[Objective a]:
Count the lines in the rows that contain the string "patterned", and reply with that number alone.

[Passage to read]:
They don't view it as a choiceless one, especially when the American President is there supporting their cause. The speech isn't useless to them, as it shows them that there is hope there to resolve the situation in such a way that bloodshed isn't required. The civilian population doesn't want to fight a war, but they also don't want to give up their dreams. Obama's support provides that route to them. The speech is therefore not useless.

Do you not understand that the opponent is not stupid, and this means his proposed solution results in a stalemate, i.e., nukes for all

The opponent doesn't have to be stupid in order to be out maneuvered.

Since Iran is not stupid, they can obviously point out the inconsistency, and since that's the only argument he had, one which makes no sense, everyone in the Muslim world will soon be quite convinced Iran should have nuclear weapons at least until the US disarms.

[Objective b]:
Decide whether each statement agrees with the debate passage above: (i) the civilian population wants to fight a war; (ii) the opponent need not be stupid to be outmaneuvered; (iii) the last paragraph predicts the Muslim world will be convinced Iran should have nuclear weapons at least until the US disarms. For each, answer yes or no and quote the deciding words.

(Records from a dataset)

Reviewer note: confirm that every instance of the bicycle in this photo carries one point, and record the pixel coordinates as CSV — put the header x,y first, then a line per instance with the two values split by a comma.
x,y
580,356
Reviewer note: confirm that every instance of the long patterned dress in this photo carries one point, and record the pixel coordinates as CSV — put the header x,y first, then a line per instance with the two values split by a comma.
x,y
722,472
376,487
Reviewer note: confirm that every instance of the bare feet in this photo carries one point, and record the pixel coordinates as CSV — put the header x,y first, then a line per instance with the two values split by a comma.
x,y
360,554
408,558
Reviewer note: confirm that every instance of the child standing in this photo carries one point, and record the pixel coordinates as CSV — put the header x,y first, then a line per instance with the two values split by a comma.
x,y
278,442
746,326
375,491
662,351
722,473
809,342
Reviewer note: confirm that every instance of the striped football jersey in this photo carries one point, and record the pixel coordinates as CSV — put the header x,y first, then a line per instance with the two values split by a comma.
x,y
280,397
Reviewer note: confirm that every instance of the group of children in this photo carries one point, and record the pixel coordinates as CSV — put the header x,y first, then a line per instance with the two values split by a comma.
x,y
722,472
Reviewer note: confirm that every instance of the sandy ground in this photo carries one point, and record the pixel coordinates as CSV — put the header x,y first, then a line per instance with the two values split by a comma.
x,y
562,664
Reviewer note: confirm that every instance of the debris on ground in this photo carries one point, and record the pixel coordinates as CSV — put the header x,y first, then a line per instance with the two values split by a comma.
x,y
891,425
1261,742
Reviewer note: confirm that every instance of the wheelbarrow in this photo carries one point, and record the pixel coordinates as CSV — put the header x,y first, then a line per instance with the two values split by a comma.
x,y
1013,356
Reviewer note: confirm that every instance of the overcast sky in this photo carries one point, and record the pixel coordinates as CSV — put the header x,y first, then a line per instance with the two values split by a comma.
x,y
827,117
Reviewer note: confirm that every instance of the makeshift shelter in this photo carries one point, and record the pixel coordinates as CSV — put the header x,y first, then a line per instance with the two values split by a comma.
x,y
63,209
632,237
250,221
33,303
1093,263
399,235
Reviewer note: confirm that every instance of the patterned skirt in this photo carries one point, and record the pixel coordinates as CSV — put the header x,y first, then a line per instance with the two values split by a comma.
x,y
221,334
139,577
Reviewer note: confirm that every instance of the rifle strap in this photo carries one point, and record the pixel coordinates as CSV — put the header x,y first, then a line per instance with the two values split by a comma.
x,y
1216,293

[Full solution a]:
2

[Full solution b]:
(i) No: "The civilian population doesn't want to fight a war"
(ii) Yes: "The opponent doesn't have to be stupid in order to be out maneuvered."
(iii) Yes: "everyone in the Muslim world will soon be quite convinced Iran should have nuclear weapons at least until the US disarms"